• _Exercise directions_
Restate, word for word, all of the material shown below.

START Material

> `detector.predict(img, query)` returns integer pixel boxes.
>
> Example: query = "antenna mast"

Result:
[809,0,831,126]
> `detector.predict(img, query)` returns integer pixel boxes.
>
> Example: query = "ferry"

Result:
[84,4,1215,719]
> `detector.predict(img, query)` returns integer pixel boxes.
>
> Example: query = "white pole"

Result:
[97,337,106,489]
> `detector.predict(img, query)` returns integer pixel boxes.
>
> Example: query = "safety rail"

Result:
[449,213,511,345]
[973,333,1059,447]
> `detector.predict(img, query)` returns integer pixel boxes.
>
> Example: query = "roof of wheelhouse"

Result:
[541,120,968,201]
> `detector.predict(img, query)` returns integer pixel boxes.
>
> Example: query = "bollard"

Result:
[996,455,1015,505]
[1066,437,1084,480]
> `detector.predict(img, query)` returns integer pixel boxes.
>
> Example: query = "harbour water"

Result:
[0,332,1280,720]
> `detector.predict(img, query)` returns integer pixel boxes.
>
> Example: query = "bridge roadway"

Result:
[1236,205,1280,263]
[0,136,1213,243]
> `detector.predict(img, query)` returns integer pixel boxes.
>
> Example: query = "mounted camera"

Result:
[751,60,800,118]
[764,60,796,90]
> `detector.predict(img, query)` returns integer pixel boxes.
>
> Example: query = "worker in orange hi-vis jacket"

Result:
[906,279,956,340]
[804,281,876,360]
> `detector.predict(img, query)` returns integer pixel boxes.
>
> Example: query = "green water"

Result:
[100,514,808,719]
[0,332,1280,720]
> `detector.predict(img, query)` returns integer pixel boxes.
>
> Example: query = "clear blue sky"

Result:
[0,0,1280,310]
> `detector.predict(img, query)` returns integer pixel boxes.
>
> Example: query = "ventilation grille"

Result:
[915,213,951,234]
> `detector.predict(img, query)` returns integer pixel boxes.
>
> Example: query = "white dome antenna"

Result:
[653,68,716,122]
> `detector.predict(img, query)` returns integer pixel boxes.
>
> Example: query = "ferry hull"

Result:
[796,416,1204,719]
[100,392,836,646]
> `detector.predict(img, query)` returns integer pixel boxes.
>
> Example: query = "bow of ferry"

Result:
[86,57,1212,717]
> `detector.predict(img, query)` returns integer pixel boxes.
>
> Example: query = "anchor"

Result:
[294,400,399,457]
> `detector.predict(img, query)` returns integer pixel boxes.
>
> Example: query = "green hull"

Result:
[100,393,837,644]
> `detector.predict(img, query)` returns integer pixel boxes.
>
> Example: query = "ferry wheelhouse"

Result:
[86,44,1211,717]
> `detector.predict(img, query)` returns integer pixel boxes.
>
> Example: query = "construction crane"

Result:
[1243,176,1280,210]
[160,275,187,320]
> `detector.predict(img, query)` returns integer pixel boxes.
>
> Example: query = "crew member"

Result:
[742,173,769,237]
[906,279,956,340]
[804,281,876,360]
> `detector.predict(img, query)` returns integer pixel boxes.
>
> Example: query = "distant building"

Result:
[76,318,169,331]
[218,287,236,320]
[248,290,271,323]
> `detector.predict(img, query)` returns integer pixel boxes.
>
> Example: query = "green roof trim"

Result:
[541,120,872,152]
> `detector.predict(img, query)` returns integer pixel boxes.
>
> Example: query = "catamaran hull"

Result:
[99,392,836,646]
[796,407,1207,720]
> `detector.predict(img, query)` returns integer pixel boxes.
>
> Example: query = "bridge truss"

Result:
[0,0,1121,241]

END Material

• _Task solution_
> `detector.predict(img, query)` returns integer pixel boxes.
>
> Example: query = "antenna mast"

Result:
[809,0,831,126]
> `detector.predict(img, query)` returns integer pixel boxes.
>
> Example: query = "ferry"

Result:
[84,4,1215,719]
> `detector.predict(img, query)` returns integer pixel boxes.
>
> Example: query = "white pole"

Result:
[97,337,106,489]
> `detector.predict(img, query)` returns integer pixel boxes.
>
> Example: query = "safety rail"

Result:
[449,213,511,345]
[973,333,1059,447]
> `detector.predict(img, query)` returns integer pixel boxes.
>
> Example: query = "roof of wheelhouse"

Result:
[541,120,968,201]
> `detector.predict(img, query)` returns integer pixel boxes.
>
> Example: query = "bollard"

Result:
[996,455,1015,505]
[1066,437,1084,480]
> `detector.predict(img, query)` returns integer pixel boxes.
>
> Example: query = "harbour water"

Result:
[0,332,1280,720]
> `detector.predict(img, query)` returns integer pixel boxes.
>
> Example: query = "bridge roadway"

Result:
[1236,205,1280,263]
[0,136,1213,243]
> `detector.predict(img, query)` returns integer pixel boxes.
>
> Example: query = "mounted camera"

Result:
[751,60,800,118]
[764,60,796,90]
> `detector.predict(img, query)` returns integer pixel boxes.
>
> Example: query = "worker in orange hi-vis jacket"

Result:
[906,279,956,340]
[804,281,876,360]
> `detector.predict(img, query)` returns integer pixel boxes.
>
> Example: query = "green water"

Result:
[100,514,808,719]
[0,332,1280,720]
> `detector.predict(img, query)` returns integer pixel boxes.
>
> Example: query = "clear blue sky"

Result:
[0,0,1280,310]
> `detector.predict(img, query)` returns integer pixel boxes.
>
> Example: query = "ventilation grille"

Result:
[915,213,951,234]
> `detector.predict(img, query)` returns integer pixel boxes.
>
> Example: query = "white dome antenna"

Result:
[653,68,716,122]
> `detector.predict(img, query)` returns integer pixel boxes.
>
> Example: query = "ferry hull"

Result:
[796,416,1204,719]
[100,392,836,646]
> `detector.predict(img, query)` returns integer pixel boxes.
>
> Example: query = "bow of ferry"

Result:
[86,57,1212,717]
> `detector.predict(img, query)` returns integer pixel boxes.
>
> Example: query = "anchor"

Result:
[294,400,399,457]
> `detector.predict(img, query)` returns integer pixel boxes.
>
> Example: query = "green hull"

Result:
[100,393,837,644]
> `detector.predict(img, query)` returns integer pixel boxes.
>
> Example: query = "ferry wheelhouse"

Result:
[86,44,1211,717]
> `detector.predict(img, query)` returns integer pixel boxes.
>
> Example: query = "construction crane"

Result:
[1243,176,1280,210]
[160,275,187,320]
> `detector.predict(img, query)` returns integer pixel boxes.
>
> Example: query = "crew member"

Result:
[742,173,769,237]
[906,279,956,340]
[804,281,876,360]
> `detector.predict(img, query)` returns integer pixel boxes.
>
> Example: query = "distant building"

Result:
[76,318,169,331]
[218,287,236,320]
[248,290,271,323]
> `detector.predict(img, query)` returns integer pixel boxes.
>
> Example: query = "green roof trim"

Result:
[541,120,872,152]
> `detector.predict(img, query)` returns integer pixel boxes.
>
> Example: query = "catamaran hull"

Result:
[99,392,836,646]
[796,407,1207,720]
> `detector.predict(img, query)` returns integer pixel boxes.
>
> Example: query = "bridge truss"

Result:
[0,0,1121,241]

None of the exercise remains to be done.